▶ [STATED EXERCISE]: Reproduce the material below, swapping every occurrence of "Target" for "Object" and leaving everything else unchanged.

▶ [Data records]:
════════════════

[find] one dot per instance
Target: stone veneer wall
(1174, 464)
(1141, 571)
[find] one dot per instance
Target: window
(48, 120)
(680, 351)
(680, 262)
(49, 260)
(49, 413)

════════════════

▶ [REPLY TO THE EXERCISE]:
[find] one dot per instance
Object: stone veneer wall
(1174, 464)
(1141, 571)
[find] one dot per instance
Object: window
(48, 120)
(680, 351)
(680, 262)
(49, 260)
(49, 413)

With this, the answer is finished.